◆ Data in this exercise ◆
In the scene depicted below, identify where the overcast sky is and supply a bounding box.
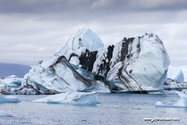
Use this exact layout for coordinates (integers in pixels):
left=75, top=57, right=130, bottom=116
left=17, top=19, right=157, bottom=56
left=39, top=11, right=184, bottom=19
left=0, top=0, right=187, bottom=66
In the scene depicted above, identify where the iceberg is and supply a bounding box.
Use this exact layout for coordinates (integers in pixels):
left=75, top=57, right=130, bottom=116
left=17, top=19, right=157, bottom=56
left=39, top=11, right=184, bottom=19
left=167, top=66, right=184, bottom=82
left=0, top=75, right=57, bottom=95
left=0, top=75, right=24, bottom=88
left=69, top=33, right=170, bottom=92
left=173, top=91, right=187, bottom=107
left=155, top=91, right=187, bottom=108
left=0, top=94, right=20, bottom=103
left=25, top=56, right=107, bottom=93
left=155, top=101, right=168, bottom=107
left=32, top=92, right=98, bottom=105
left=20, top=28, right=108, bottom=93
left=0, top=110, right=16, bottom=117
left=0, top=28, right=171, bottom=94
left=179, top=66, right=187, bottom=81
left=106, top=33, right=170, bottom=92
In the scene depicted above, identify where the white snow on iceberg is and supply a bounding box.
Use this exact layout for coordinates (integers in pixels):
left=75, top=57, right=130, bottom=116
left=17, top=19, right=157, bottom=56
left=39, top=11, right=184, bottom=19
left=0, top=94, right=20, bottom=103
left=54, top=28, right=104, bottom=58
left=167, top=66, right=184, bottom=82
left=0, top=110, right=16, bottom=117
left=32, top=92, right=98, bottom=105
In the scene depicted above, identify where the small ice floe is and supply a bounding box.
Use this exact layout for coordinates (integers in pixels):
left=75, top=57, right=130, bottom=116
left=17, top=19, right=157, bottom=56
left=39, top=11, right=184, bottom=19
left=32, top=92, right=98, bottom=106
left=0, top=110, right=16, bottom=117
left=155, top=101, right=169, bottom=107
left=155, top=91, right=187, bottom=108
left=0, top=94, right=20, bottom=103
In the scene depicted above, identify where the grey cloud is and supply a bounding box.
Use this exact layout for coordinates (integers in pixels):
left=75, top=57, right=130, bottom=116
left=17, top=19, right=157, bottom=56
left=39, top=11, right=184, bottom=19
left=0, top=0, right=92, bottom=14
left=1, top=0, right=187, bottom=14
left=0, top=0, right=187, bottom=66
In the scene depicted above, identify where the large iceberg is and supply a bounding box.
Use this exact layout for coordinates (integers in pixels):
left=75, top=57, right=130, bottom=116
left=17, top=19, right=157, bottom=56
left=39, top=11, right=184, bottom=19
left=0, top=28, right=170, bottom=94
left=68, top=32, right=170, bottom=92
left=167, top=66, right=184, bottom=82
left=32, top=92, right=98, bottom=105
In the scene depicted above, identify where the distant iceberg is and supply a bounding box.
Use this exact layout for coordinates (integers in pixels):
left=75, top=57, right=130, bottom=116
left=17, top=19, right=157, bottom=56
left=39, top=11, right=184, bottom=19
left=163, top=78, right=187, bottom=90
left=179, top=66, right=187, bottom=81
left=32, top=92, right=98, bottom=106
left=167, top=66, right=184, bottom=82
left=0, top=75, right=24, bottom=88
left=0, top=110, right=16, bottom=117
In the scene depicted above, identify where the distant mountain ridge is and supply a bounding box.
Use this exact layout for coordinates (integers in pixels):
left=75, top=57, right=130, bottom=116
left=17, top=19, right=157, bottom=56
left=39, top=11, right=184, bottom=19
left=0, top=63, right=31, bottom=78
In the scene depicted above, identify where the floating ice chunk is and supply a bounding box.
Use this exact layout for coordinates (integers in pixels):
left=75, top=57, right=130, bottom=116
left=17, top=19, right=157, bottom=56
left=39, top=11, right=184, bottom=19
left=0, top=94, right=20, bottom=103
left=32, top=92, right=98, bottom=105
left=155, top=91, right=187, bottom=108
left=0, top=110, right=16, bottom=117
left=173, top=91, right=187, bottom=107
left=155, top=101, right=169, bottom=107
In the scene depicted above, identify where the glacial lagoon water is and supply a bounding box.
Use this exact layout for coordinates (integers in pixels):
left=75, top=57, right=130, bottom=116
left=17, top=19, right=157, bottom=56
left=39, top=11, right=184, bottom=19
left=0, top=93, right=186, bottom=125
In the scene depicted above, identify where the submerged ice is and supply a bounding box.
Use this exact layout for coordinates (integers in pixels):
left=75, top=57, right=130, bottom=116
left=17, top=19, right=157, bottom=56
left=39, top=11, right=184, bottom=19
left=32, top=92, right=98, bottom=105
left=0, top=94, right=20, bottom=103
left=0, top=110, right=16, bottom=117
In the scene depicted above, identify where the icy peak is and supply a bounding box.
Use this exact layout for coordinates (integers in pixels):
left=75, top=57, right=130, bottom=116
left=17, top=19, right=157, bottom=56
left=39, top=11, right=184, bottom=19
left=54, top=28, right=104, bottom=58
left=73, top=28, right=104, bottom=51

◆ What the exercise asks ◆
No pictures go in the copy. Set down all the data exactly.

◆ Expected answer ◆
In the scene depicted below, identify where the overcast sky is and supply a bounding box.
Use this exact layout for coordinates (integers in pixels):
left=75, top=57, right=130, bottom=116
left=17, top=19, right=157, bottom=56
left=39, top=11, right=184, bottom=19
left=0, top=0, right=187, bottom=66
In the scene depicted above, identify where the iceberg is and supply a bounding box.
Use this exact layout for coordinates (integers in pixels):
left=75, top=57, right=130, bottom=116
left=17, top=19, right=157, bottom=56
left=39, top=11, right=184, bottom=19
left=167, top=66, right=184, bottom=82
left=0, top=75, right=57, bottom=95
left=0, top=75, right=24, bottom=88
left=69, top=33, right=170, bottom=92
left=173, top=91, right=187, bottom=107
left=155, top=91, right=187, bottom=108
left=0, top=94, right=20, bottom=103
left=25, top=56, right=107, bottom=93
left=155, top=101, right=168, bottom=107
left=32, top=92, right=98, bottom=105
left=20, top=28, right=108, bottom=93
left=0, top=110, right=16, bottom=117
left=0, top=28, right=171, bottom=94
left=179, top=66, right=187, bottom=81
left=106, top=33, right=170, bottom=92
In the scene depicted above, identify where the white snow on iceberg is and supply a bounding box.
Use this exact layout for coordinates (integers in pixels):
left=75, top=57, right=130, bottom=116
left=17, top=19, right=157, bottom=56
left=39, top=11, right=184, bottom=19
left=0, top=94, right=20, bottom=103
left=54, top=28, right=104, bottom=58
left=167, top=66, right=184, bottom=82
left=0, top=110, right=16, bottom=117
left=32, top=92, right=98, bottom=105
In the scene depicted above, identify where the small ice floe is and supply a bounding box.
Use this exact layout for coordinates (integers in pixels):
left=75, top=57, right=130, bottom=116
left=17, top=19, right=157, bottom=56
left=39, top=11, right=184, bottom=19
left=32, top=92, right=98, bottom=106
left=0, top=110, right=16, bottom=117
left=155, top=101, right=169, bottom=107
left=155, top=91, right=187, bottom=108
left=0, top=94, right=20, bottom=103
In the scene depicted above, identify where the grey cloud is and supply a bounding box.
Use this exact layout for coordinates (integers in pixels):
left=75, top=57, right=130, bottom=116
left=17, top=19, right=157, bottom=56
left=39, top=11, right=184, bottom=19
left=0, top=0, right=92, bottom=14
left=1, top=0, right=187, bottom=14
left=0, top=0, right=187, bottom=66
In the scene depicted above, identify where the large iceberg is and supply a bounding box.
Use this exact layout for coordinates (integers in pixels):
left=75, top=57, right=130, bottom=116
left=17, top=19, right=157, bottom=56
left=39, top=11, right=184, bottom=19
left=0, top=28, right=170, bottom=94
left=68, top=32, right=170, bottom=92
left=167, top=66, right=184, bottom=82
left=32, top=92, right=98, bottom=105
In the scene depicted above, identify where the distant iceberg is and supply a bounding box.
Use this exact layout for coordinates (integers in pixels):
left=75, top=57, right=130, bottom=116
left=17, top=19, right=157, bottom=56
left=39, top=11, right=184, bottom=19
left=163, top=78, right=187, bottom=90
left=179, top=66, right=187, bottom=81
left=32, top=92, right=98, bottom=106
left=167, top=66, right=184, bottom=82
left=0, top=75, right=24, bottom=88
left=0, top=110, right=16, bottom=117
In the scene depicted above, identify where the distant mountain ridge is and supply a bounding box.
Use this exact layout for coordinates (integers in pixels):
left=75, top=57, right=130, bottom=116
left=17, top=19, right=157, bottom=56
left=39, top=11, right=184, bottom=19
left=0, top=63, right=31, bottom=78
In the scene depicted above, identify where the floating ice chunk is and supply a bounding box.
Use this exact layout for coordinates (integers in pixels):
left=75, top=57, right=130, bottom=116
left=17, top=19, right=157, bottom=56
left=39, top=11, right=184, bottom=19
left=0, top=94, right=20, bottom=103
left=32, top=92, right=98, bottom=105
left=155, top=91, right=187, bottom=108
left=0, top=110, right=16, bottom=117
left=173, top=91, right=187, bottom=107
left=155, top=101, right=169, bottom=107
In the scene depicted above, identify where the glacial lagoon water is and supply a bounding box.
Use this exact layout for coordinates (integers in pixels):
left=75, top=57, right=130, bottom=116
left=17, top=19, right=157, bottom=56
left=39, top=11, right=184, bottom=19
left=0, top=93, right=186, bottom=125
In the scene depicted above, identify where the submerged ice is and supply a bounding box.
Use this exact layout for coordinates (integers in pixels):
left=75, top=57, right=130, bottom=116
left=17, top=19, right=157, bottom=56
left=39, top=11, right=184, bottom=19
left=32, top=92, right=98, bottom=105
left=0, top=94, right=20, bottom=103
left=0, top=110, right=16, bottom=117
In the scene depicted above, identify where the icy peak is and supply a bounding box.
Use this exact layout for coordinates (integers in pixels):
left=75, top=57, right=130, bottom=116
left=17, top=19, right=157, bottom=56
left=39, top=11, right=184, bottom=19
left=54, top=28, right=104, bottom=58
left=73, top=28, right=104, bottom=51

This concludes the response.